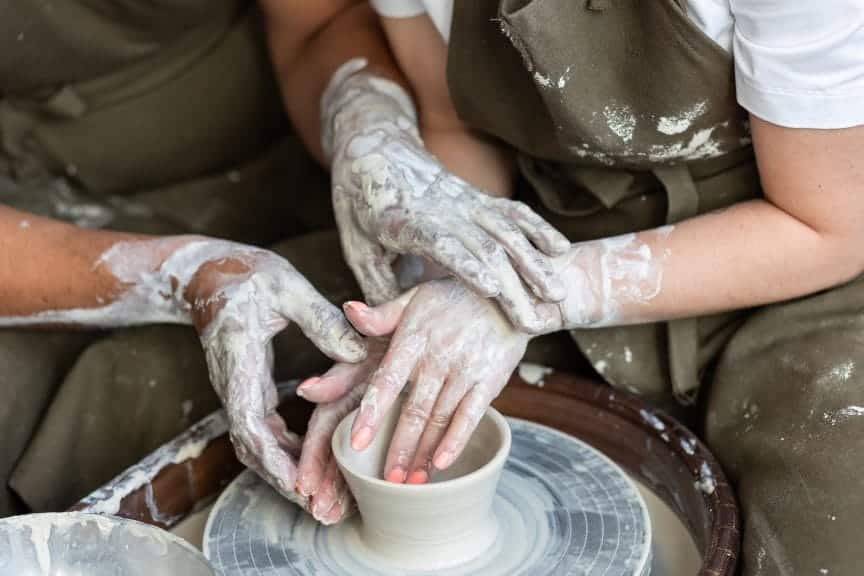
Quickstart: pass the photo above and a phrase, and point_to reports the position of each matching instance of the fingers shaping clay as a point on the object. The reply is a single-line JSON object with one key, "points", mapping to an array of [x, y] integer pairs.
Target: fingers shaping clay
{"points": [[429, 526], [561, 507]]}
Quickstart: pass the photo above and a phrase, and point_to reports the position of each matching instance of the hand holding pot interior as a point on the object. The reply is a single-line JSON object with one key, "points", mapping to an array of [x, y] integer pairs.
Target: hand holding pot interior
{"points": [[457, 348]]}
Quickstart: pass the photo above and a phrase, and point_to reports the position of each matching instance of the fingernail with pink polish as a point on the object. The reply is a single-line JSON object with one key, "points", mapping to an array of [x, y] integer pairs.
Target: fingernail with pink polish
{"points": [[356, 306], [418, 477], [361, 439], [444, 460], [307, 385]]}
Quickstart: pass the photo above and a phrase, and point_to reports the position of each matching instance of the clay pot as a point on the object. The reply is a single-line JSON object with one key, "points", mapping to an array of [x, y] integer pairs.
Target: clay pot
{"points": [[428, 526]]}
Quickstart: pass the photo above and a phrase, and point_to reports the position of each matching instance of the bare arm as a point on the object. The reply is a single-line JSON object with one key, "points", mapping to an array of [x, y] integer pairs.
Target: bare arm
{"points": [[421, 54], [805, 236], [238, 298], [47, 265]]}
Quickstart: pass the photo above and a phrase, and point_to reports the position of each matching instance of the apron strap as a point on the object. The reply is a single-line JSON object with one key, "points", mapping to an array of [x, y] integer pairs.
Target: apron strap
{"points": [[683, 335]]}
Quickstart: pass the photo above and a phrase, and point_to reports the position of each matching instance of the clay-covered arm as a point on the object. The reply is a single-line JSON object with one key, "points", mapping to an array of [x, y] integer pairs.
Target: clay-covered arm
{"points": [[391, 196], [454, 346], [238, 297], [309, 41], [806, 235]]}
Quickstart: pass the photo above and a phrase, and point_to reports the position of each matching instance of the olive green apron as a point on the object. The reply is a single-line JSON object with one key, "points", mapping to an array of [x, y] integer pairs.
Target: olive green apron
{"points": [[623, 117], [160, 119], [151, 117]]}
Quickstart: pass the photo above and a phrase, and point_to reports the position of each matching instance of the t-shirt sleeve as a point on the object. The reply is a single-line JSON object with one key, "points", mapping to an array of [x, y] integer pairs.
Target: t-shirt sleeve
{"points": [[800, 63], [398, 8]]}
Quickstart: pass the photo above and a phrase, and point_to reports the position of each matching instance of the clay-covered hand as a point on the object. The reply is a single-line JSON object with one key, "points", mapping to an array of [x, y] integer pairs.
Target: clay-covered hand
{"points": [[392, 197], [239, 298], [337, 392], [457, 349]]}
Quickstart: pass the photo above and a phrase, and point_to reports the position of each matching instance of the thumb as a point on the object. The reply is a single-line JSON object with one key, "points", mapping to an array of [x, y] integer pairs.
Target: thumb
{"points": [[380, 320], [328, 329]]}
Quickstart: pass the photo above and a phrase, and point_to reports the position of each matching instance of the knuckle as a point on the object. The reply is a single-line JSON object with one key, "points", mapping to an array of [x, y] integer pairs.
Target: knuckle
{"points": [[439, 419], [387, 380], [415, 413]]}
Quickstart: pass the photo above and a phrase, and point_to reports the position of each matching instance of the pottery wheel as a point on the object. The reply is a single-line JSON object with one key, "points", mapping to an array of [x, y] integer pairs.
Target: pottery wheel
{"points": [[562, 508]]}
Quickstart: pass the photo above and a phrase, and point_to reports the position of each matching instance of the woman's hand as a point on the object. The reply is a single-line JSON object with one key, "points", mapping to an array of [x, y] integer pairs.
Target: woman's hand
{"points": [[338, 392], [239, 298], [392, 197], [456, 347]]}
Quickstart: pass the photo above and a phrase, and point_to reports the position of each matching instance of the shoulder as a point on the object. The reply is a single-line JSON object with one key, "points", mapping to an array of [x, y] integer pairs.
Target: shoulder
{"points": [[800, 64]]}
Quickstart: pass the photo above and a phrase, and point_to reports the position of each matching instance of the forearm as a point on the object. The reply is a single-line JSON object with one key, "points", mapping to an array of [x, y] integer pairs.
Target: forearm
{"points": [[55, 273], [308, 43], [751, 254]]}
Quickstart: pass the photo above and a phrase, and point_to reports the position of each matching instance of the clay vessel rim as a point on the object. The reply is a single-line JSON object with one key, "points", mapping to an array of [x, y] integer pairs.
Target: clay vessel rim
{"points": [[492, 466]]}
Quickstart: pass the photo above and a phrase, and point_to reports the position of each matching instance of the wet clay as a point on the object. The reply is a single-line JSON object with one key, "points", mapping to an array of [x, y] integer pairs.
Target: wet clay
{"points": [[430, 526], [561, 508]]}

****************

** Given task **
Except for the pictures, reproduce every line exactly.

** Solution **
Quickstart: pass the photo above and a phrase, and point_to reports the position of each matching instance of the fingers shaping clay as a point on the object. The reply is a single-line JSON object with one key, "points", mapping to an array of [x, y] integer pairs.
Target: fingers shaping clay
{"points": [[429, 526], [561, 507]]}
Quickstart: pass the photo above and a phrase, and point_to reports the position of each matching instance of the hand holding pot interior as a point on the object. The reply is a single-line JSON object with one key, "points", mapping to an array of [x, y] integer pairs.
Target: hand holding pot interior
{"points": [[457, 348]]}
Quickstart: pass the photo above and a phrase, and point_to reports the position of each matching instance of the fingernail with pink polish as a point on the object. The reply is a single-line JSON object with one key, "points", mapping to an array of [x, y] integer pairs.
Target: fingernail with pink polish
{"points": [[356, 306], [418, 477], [361, 439], [444, 460], [307, 385]]}
Quickstart: pass the photo above and a phrase, and point_to reports the position of each matching instance of the clay pot as a point on the object. The reply is a single-line JSON object with one key, "points", mapping to an array of [x, y] integer pairs.
Target: clay pot
{"points": [[428, 526]]}
Quickstart: pass the photo above and a phrase, and point_to reports the position of each matching instance of the bare arm as a point on the object. The reply is a single-line JSON object with one key, "points", mapping to an array of [x, y] integer pairs.
Target: bare arm
{"points": [[421, 54], [805, 236], [238, 298], [47, 265]]}
Quickstart: pass the photo above and a phrase, and point_to reports the position of each matching instance of the apron strap as a point on the object. The reply is a single-line JSON object with one key, "points", mapping to an array of [x, y] integer pairs.
Target: apron strap
{"points": [[683, 335]]}
Quickstart: pass the photo above and a phrase, and point_to reports the position of each matching instance of the clay-covered arm as a point on the object. The reply is a single-line JSON object with one key, "points", mapping to an array of [x, y] integer pairs.
Target: clay-covered arm
{"points": [[391, 196], [454, 346], [238, 297], [309, 41], [806, 235]]}
Quickstart: pass the photo above and a phrase, and point_to reports the position of each matching instance of the olive green apron as a point on the object. The reply is a single-line JSON object with one key, "points", mapping to an array of [x, y] integer pairs.
Target: olive green apron
{"points": [[623, 117], [160, 119], [151, 117]]}
Quickstart: pass the photo above and a phrase, and point_to reports the position of each matching instance of the t-shirt sleeve as a point on the object. The reply is a single-line JSON object with one key, "points", mapping to an array of [x, y] integer pairs.
Target: t-shirt sleeve
{"points": [[800, 63], [398, 8]]}
Quickstart: pass the photo above and a phrase, and point_to reports the position of each matching instance of the clay-covered hand as a point on the object. The reply is a single-line JSON object with one key, "points", mapping to an array of [x, y] integer pairs.
Target: clay-covered hand
{"points": [[392, 197], [239, 298], [337, 392], [457, 349]]}
Quickstart: pass the photo above and a phrase, and point_to reports the position of each matching instance of the thumb as a point on the object. The reply is a single-line JSON object with one key, "points", mapping to an array of [x, y] integer pairs.
Target: thumb
{"points": [[380, 320], [328, 329]]}
Quickstart: pass the photo above and a phrase, and point_to reports the position of each matching instance of the knuckle as a point on the object. The reply is a single-line JSON object with one key, "points", mapping to an array of [x, y] integer pairs.
Target: knuckle
{"points": [[439, 419], [387, 380], [415, 413]]}
Quickstart: pass the photo above and a phrase, and point_to reports the position of each matching instance of the pottery wheel as a point on the object. The reply is a single-line JSON object with one key, "points", mapping to an array of [x, y] integer pairs.
Target: pottery wheel
{"points": [[562, 508]]}
Quickstart: pass the photo above and a phrase, and point_to reports the position of each matching instance of the woman's hand as a point on the object. The reply is a single-line JSON object with one key, "points", mapping to an array of [x, y] integer pairs.
Target: woman's hand
{"points": [[338, 392], [239, 298], [392, 197], [456, 347]]}
Quickstart: pass the photo above and a phrase, and point_to reports the position of each matching instance of the shoulder as a point on the object. The reply is a single-line JSON object with one key, "points", mapping to an array of [x, y] integer pairs.
Target: shoulder
{"points": [[800, 64]]}
Quickstart: pass the photo above and a phrase, and point_to reports the position of each matching instance of the forearm as a point on the object. The reply is a single-line JSON object with one key, "points", mapping to an array of [x, y] integer pairs.
Target: forearm
{"points": [[55, 273], [308, 43], [751, 254]]}
Quickstart: pass the photo above and a phrase, and point_to reports the position of each matching instance of the clay vessel rim as a point on the object. The reply is a single-line JSON object with one key, "points", mapping to an array of [x, y] integer pairs.
Target: clay vessel rim
{"points": [[492, 466]]}
Quickstart: pass the photo above and a phrase, and point_to reports the position of each matching instance of the wet clay as a point on the object. The reply is a single-line JSON object with one key, "points", mapping to an array of [x, y] integer pairs.
Target: wet clay
{"points": [[430, 526], [561, 508]]}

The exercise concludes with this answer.